▶ _Data shown_:
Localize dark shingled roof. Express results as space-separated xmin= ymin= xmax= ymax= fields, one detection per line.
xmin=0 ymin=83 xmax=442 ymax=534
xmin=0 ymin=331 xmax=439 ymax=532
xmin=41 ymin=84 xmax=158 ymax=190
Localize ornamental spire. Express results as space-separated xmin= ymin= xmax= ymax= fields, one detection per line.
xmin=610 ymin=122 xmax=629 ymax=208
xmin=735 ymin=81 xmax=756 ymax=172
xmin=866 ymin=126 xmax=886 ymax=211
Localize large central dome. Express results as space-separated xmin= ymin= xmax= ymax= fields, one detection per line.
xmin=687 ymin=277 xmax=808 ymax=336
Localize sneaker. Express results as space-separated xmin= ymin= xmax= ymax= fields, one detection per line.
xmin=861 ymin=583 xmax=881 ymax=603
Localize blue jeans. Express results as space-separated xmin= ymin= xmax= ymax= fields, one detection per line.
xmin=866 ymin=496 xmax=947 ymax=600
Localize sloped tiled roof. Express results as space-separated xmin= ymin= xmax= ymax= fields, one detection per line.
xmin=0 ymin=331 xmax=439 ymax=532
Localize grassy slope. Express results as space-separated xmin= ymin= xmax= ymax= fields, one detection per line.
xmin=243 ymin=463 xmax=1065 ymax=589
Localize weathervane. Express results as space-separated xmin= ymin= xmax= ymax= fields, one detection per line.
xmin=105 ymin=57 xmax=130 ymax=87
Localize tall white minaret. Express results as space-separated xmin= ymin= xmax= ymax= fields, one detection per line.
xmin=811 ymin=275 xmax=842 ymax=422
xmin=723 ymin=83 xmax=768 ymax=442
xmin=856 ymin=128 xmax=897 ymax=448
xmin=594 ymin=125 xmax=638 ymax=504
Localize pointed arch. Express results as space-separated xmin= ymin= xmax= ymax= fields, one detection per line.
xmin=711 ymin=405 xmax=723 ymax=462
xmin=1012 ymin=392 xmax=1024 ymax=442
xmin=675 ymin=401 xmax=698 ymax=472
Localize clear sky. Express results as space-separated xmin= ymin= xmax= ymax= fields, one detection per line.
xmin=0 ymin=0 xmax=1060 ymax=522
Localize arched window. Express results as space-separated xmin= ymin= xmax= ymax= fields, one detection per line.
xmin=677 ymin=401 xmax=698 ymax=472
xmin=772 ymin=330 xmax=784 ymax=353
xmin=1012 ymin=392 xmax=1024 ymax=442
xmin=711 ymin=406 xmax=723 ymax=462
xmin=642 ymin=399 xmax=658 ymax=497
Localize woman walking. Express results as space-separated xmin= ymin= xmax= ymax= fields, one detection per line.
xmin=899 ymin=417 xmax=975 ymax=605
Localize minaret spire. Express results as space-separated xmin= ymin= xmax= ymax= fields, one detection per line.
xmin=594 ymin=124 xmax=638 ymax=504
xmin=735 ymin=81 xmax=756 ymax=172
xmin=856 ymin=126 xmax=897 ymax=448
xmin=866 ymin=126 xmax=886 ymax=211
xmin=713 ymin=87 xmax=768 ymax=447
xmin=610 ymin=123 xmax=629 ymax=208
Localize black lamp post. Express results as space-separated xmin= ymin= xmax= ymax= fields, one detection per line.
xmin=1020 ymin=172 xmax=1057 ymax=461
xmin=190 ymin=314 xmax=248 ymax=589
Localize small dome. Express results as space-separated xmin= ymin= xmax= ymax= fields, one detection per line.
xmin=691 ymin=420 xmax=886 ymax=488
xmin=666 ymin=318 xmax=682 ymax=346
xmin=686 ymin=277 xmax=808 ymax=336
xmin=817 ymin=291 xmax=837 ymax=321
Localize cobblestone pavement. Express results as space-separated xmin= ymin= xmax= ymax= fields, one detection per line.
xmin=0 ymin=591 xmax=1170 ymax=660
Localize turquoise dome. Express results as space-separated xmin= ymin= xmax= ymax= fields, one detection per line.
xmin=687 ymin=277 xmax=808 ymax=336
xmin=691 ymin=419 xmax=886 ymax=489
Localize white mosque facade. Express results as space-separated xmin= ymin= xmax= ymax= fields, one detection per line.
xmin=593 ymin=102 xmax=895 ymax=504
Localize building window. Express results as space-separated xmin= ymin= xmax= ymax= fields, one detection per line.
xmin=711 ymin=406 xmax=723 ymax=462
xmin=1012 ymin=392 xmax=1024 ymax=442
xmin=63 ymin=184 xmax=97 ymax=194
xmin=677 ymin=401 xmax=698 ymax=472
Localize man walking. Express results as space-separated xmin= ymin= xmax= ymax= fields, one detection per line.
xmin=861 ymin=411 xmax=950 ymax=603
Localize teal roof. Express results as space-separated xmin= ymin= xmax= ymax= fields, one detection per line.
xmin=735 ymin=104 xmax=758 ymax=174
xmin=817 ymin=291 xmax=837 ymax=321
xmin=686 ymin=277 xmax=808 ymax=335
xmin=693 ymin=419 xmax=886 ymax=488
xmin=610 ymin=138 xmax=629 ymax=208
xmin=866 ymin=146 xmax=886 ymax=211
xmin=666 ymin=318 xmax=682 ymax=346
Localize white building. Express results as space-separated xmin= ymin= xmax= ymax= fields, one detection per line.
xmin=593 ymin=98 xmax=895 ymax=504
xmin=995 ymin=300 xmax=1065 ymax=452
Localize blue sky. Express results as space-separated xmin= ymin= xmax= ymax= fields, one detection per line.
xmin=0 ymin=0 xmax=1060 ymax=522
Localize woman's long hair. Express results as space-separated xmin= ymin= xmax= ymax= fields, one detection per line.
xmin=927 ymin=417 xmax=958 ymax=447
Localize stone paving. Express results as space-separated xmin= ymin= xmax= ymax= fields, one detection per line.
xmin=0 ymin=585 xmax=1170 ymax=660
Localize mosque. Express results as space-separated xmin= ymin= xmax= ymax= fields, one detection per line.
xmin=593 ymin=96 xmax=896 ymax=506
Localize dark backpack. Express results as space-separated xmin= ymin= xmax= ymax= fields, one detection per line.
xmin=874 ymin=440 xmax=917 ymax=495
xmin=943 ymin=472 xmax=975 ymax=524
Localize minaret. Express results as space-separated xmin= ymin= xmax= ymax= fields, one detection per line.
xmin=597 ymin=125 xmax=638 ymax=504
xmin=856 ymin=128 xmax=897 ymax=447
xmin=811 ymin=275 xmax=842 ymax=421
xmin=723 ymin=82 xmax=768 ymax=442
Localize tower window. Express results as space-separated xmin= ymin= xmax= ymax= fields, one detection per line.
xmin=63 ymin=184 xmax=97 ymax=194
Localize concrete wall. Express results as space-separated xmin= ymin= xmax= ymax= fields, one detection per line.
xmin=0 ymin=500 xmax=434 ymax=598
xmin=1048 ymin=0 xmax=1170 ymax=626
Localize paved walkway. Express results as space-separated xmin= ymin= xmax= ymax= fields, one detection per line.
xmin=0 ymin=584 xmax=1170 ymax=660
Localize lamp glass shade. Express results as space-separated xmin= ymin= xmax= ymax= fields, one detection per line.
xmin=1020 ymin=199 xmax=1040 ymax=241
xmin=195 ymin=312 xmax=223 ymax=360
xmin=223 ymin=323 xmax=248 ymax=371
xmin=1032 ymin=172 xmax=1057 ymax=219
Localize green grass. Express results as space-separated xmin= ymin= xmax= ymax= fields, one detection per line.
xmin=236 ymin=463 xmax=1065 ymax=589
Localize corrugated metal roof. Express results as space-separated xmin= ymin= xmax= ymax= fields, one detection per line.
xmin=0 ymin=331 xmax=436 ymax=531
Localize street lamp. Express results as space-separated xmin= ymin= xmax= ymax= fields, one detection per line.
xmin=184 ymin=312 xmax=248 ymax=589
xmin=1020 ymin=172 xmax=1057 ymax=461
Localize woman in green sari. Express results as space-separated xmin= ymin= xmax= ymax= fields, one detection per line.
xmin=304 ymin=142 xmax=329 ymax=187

...

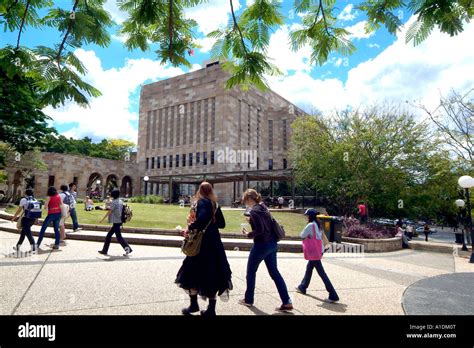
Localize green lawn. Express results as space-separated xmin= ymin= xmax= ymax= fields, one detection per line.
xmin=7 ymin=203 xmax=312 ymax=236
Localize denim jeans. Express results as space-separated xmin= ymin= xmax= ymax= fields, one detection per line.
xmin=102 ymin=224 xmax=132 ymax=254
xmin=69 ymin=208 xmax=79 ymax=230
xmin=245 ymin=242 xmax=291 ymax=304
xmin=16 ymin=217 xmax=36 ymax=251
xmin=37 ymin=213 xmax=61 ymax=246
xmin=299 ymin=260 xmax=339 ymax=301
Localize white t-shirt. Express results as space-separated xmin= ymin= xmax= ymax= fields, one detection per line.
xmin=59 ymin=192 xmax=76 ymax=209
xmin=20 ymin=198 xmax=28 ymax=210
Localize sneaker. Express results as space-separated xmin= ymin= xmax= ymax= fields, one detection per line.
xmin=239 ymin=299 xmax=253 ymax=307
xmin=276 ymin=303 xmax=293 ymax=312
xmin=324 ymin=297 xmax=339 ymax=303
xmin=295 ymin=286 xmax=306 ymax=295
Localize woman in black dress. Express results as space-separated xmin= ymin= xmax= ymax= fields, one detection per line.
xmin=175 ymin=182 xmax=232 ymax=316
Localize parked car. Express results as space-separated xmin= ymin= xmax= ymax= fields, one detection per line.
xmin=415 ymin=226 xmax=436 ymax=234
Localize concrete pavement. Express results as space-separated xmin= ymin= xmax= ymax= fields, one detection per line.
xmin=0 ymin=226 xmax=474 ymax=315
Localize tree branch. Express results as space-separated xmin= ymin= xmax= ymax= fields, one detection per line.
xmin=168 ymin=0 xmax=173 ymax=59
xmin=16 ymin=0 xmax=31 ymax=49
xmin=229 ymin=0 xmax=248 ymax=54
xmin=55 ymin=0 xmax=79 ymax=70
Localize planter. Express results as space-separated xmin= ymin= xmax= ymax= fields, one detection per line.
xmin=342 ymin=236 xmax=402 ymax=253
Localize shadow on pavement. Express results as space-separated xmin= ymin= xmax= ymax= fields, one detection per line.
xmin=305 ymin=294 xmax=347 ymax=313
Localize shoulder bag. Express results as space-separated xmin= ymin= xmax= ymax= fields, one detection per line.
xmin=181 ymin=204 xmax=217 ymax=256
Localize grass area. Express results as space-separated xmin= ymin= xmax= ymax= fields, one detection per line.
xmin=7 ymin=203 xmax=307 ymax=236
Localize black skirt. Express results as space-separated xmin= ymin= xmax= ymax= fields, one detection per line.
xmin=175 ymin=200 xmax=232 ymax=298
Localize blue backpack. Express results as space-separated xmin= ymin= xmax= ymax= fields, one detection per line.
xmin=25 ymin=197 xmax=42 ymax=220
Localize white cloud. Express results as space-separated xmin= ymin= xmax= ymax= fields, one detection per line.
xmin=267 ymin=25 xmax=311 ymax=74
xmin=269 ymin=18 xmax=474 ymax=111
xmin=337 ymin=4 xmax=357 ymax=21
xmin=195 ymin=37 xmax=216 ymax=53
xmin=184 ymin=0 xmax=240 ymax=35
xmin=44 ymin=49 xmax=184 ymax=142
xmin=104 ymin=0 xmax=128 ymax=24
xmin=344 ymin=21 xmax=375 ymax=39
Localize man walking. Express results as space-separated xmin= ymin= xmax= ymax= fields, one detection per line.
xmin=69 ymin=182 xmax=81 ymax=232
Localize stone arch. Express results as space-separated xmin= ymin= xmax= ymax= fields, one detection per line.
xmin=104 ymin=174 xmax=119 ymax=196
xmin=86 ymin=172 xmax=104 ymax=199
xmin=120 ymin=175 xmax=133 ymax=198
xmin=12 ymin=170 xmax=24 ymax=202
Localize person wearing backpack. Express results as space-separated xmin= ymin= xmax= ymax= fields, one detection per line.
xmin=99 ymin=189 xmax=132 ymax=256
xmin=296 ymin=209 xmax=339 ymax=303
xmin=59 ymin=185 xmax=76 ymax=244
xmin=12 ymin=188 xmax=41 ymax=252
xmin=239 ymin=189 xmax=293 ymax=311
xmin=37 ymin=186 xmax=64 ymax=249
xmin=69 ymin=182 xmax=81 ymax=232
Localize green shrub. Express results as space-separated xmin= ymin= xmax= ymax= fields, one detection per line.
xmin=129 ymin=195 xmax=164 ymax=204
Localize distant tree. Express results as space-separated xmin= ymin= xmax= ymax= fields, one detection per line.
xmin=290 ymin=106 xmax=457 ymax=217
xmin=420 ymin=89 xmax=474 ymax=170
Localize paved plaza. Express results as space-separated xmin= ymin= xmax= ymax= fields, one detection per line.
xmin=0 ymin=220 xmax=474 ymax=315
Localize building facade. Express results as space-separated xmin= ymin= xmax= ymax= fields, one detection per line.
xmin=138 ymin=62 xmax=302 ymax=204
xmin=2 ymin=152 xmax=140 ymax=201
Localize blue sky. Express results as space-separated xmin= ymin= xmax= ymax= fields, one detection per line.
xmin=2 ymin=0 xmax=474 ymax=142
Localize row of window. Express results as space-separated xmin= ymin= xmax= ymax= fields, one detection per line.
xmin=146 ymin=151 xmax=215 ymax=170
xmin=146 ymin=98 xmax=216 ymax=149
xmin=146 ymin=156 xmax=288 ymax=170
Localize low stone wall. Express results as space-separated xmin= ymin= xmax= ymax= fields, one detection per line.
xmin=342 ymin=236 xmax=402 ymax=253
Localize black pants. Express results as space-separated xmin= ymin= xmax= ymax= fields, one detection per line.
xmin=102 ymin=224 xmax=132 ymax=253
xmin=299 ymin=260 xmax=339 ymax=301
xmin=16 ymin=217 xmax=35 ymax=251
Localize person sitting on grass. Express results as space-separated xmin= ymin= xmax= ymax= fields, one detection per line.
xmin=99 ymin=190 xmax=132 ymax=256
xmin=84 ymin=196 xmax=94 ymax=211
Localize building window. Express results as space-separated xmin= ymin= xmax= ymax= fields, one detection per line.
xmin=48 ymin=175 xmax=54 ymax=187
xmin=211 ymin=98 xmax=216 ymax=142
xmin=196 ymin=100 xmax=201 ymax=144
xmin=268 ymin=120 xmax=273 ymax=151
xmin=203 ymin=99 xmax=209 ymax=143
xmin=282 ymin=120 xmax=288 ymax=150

▶ _What you will do_: Lay out the lines above as a Markdown table with the columns Row and Line, starting at the line containing "Localize weathervane. Express" and ending at the line containing "xmin=105 ymin=57 xmax=130 ymax=87". Give each line its own numbered row, and skip any blank lines.

▶ _Answer to this problem_:
| Row | Line |
|---|---|
| 1 | Localize weathervane. Express results as space-separated xmin= ymin= xmax= ymax= fields, one detection per line. |
| 2 | xmin=105 ymin=57 xmax=130 ymax=87 |